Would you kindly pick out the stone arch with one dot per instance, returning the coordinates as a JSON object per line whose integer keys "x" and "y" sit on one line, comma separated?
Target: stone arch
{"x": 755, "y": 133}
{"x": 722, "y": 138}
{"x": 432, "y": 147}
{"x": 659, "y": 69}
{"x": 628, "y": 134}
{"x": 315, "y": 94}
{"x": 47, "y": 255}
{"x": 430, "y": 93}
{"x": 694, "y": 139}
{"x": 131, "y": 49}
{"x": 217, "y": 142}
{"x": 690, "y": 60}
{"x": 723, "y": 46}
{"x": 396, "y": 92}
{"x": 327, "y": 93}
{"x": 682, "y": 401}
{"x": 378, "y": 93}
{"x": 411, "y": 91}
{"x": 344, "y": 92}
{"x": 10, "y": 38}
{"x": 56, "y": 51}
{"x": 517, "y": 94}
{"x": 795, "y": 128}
——
* WRITTEN REQUEST *
Could you update the items above by replacing each "stone arch" with "brick arch" and keeping everything else the same?

* RESPONSE TO THIS EXERCISE *
Would you kindly pick out the brick arch with one dot per instance, returning the coordinates as a JSON object per line whose integer keys "x" and "y" sit on one line, comma separated?
Target: brick arch
{"x": 755, "y": 133}
{"x": 722, "y": 138}
{"x": 432, "y": 147}
{"x": 659, "y": 69}
{"x": 628, "y": 134}
{"x": 315, "y": 94}
{"x": 47, "y": 255}
{"x": 430, "y": 93}
{"x": 694, "y": 139}
{"x": 131, "y": 49}
{"x": 217, "y": 142}
{"x": 690, "y": 60}
{"x": 723, "y": 46}
{"x": 396, "y": 92}
{"x": 327, "y": 93}
{"x": 682, "y": 401}
{"x": 378, "y": 93}
{"x": 411, "y": 91}
{"x": 344, "y": 92}
{"x": 10, "y": 38}
{"x": 56, "y": 51}
{"x": 517, "y": 94}
{"x": 795, "y": 128}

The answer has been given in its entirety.